(Recorded data)
○ ○ ○ ○ ○

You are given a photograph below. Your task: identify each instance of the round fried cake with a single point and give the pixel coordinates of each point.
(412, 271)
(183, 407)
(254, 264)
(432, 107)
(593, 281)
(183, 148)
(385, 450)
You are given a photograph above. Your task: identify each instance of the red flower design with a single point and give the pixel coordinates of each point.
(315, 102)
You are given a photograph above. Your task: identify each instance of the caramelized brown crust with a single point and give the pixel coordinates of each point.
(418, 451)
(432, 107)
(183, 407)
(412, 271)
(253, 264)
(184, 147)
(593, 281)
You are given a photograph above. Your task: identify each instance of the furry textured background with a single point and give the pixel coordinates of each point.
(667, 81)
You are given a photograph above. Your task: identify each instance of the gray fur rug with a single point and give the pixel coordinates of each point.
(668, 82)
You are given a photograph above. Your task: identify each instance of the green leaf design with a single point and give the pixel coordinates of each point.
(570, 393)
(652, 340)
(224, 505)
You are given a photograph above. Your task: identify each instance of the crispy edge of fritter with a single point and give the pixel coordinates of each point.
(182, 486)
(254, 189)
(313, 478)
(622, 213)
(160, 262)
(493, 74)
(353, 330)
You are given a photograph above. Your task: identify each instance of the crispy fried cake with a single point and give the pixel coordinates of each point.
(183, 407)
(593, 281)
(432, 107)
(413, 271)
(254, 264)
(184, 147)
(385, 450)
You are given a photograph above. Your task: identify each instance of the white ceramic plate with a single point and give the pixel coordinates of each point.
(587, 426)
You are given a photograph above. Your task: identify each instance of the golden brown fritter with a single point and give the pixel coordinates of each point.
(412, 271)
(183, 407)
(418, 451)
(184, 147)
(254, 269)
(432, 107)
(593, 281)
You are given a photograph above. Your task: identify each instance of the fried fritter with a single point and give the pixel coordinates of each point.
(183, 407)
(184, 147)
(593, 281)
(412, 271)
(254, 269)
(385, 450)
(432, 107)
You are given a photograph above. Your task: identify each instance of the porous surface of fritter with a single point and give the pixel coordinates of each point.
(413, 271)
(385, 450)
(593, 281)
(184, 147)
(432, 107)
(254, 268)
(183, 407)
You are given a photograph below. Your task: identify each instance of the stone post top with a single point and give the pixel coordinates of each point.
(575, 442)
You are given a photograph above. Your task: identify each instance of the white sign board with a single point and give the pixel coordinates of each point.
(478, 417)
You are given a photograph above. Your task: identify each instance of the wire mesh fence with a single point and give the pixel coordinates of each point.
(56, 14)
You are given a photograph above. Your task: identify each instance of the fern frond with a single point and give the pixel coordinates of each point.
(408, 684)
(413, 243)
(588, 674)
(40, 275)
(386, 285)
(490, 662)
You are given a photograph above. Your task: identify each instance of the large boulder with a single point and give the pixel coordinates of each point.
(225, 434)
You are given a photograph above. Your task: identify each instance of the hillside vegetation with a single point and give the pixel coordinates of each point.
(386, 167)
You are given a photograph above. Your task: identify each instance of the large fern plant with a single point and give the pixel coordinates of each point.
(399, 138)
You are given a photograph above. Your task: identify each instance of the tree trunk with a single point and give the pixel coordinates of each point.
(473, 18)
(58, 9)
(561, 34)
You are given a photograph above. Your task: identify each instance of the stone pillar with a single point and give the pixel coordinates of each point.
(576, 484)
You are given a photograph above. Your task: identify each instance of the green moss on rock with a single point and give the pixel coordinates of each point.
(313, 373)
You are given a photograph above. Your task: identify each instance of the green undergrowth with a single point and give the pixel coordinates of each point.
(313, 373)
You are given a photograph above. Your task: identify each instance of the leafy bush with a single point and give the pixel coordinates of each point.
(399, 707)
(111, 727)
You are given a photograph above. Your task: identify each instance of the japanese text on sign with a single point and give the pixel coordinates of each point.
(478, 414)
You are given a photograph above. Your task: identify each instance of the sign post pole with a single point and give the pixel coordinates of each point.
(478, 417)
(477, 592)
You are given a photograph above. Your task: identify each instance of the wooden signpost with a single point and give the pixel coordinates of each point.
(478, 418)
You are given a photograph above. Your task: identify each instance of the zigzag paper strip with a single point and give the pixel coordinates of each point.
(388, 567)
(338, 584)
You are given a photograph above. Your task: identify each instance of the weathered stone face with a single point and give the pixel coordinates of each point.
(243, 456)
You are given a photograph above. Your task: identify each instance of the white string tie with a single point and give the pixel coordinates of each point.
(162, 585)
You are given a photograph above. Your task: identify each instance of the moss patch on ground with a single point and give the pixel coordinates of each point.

○ ○ ○ ○ ○

Instructions to follow
Can you print all of the lines above again, word for word, without changing anything?

Exercise response
You are given a photograph below. Your task: identify each instance of the round fried cake with a single point and give the pixel coordinates of each point.
(412, 271)
(183, 407)
(254, 264)
(432, 107)
(593, 281)
(183, 148)
(385, 450)
You are given a photograph above. Your task: identify each instance of the red flower design with a single point and give the pixel coordinates of each point.
(315, 102)
You are given a photograph above. Your task: identify each instance of the caramelized brown crust with a single point and give the pixel coordinates of each point.
(418, 451)
(432, 107)
(183, 407)
(412, 271)
(253, 264)
(184, 147)
(593, 281)
You are given a photograph above. Your task: identify each instance of the furry textured background with a single point and give the pixel coordinates of each point.
(667, 81)
You are given a photograph above. Your task: identify each instance of the gray fur rug with a single point and give the pixel coordinates of each point.
(668, 82)
You are given a photograph above. Your task: identify each instance of the green leaf design with a single point and give the pixel coordinates of each point.
(570, 393)
(652, 340)
(224, 505)
You are given a photograph above. Your task: identify each instance of the crispy edge of fritter with a single point and give the pixel coordinates of each point.
(182, 486)
(254, 189)
(313, 478)
(622, 213)
(160, 262)
(493, 74)
(353, 330)
You are given a photograph above. Your task: identify each instance of the crispy fried cake with a single point and give the pixel coordinates of each point.
(183, 407)
(593, 281)
(432, 107)
(413, 271)
(254, 264)
(184, 147)
(385, 450)
You are given a photograph above. Your task: identify each instance of the white ceramic plate with a single point and give the pixel coordinates of each point.
(587, 426)
You are given a photograph above. Your task: identify each instance of the golden brown fritter with a single point and give the pixel coordinates of each point.
(412, 271)
(183, 407)
(418, 451)
(184, 147)
(254, 269)
(432, 107)
(593, 281)
You are given a photograph above. Your task: identify each instance of the fried fritter with a single point and give the pixel coordinates of each point.
(183, 407)
(184, 147)
(593, 281)
(412, 271)
(254, 269)
(385, 450)
(432, 107)
You are given a photograph above. Your task: identify each instance of the porous surface of fritter with a single point and give the pixel coordinates of each point.
(413, 271)
(385, 450)
(593, 281)
(184, 147)
(432, 107)
(254, 268)
(183, 407)
You are given a photograph below. Your task: identify each instance of the stone post top with a single point and give the pixel coordinates of each point.
(575, 442)
You are given a photograph above. Your task: identify each instance of the white sign board with a single point and give the pixel coordinates of each point.
(478, 417)
You are given a photograph above. Your task: identify each instance of the wire mesh fence with a single point and give the pixel coordinates of each point.
(56, 14)
You are given a photograph above. Your task: identify each instance of the fern frond with a single point and give the pixel coordinates of each point.
(408, 684)
(413, 243)
(588, 674)
(40, 275)
(386, 285)
(490, 662)
You are given a photograph above. Your task: identify each instance of the large boulder with a single point and give the pixel coordinates of each point.
(225, 434)
You are given a photograph above. Your task: identify each instance of the hillside vegetation with a single point and give the pixel coordinates of each point.
(386, 167)
You are given a photograph above. Your task: identify each instance of the large fern plant with a single point and give the pixel coordinates of each point.
(399, 138)
You are given a photograph above. Your task: identify each instance of the tree trunk with a single point and give the pixel coordinates of each point.
(473, 18)
(58, 9)
(561, 34)
You are given a photograph above. Your task: identify each instance of the stone pillar with a single point and give the pixel coordinates of each point.
(576, 484)
You are given a photograph above. Your task: identify each instance of the green moss on rock with a single point and give the pixel coordinates of each point.
(313, 373)
You are given a photograph above. Your task: identify each instance of the green undergrowth with a single point and give the pixel coordinates of each point.
(313, 373)
You are given a photograph above. Your task: identify each instance of the leafy bush with a single point and give the pixel coordinates of each point.
(399, 707)
(111, 727)
You are given a photograph above. Your task: identify each instance of the japanese text on sign with a single point and give the pixel coordinates of each point.
(478, 414)
You are given a photograph above. Your task: identify each instance of the sign post pole with a single point and give the pixel coordinates of each point.
(478, 417)
(477, 592)
You are given a photograph above. Your task: identify each instance of the wooden signpost with a single point and give the pixel coordinates of each point.
(478, 418)
You are given a photograph above. Your task: identify each instance of the zigzag paper strip with a single point and give the pixel coordinates of each point.
(388, 567)
(338, 584)
You are given a photograph above. Your task: identify each instance of the weathered stone face with a single point and give the pixel coordinates of each point.
(243, 456)
You are given a photograph above. Your task: identify each instance of the white string tie with a single point and give the pixel coordinates of each point.
(162, 585)
You are given a photograph above. Your task: identify each instance of the moss patch on ground with a single point and give the pixel coordinates of each point.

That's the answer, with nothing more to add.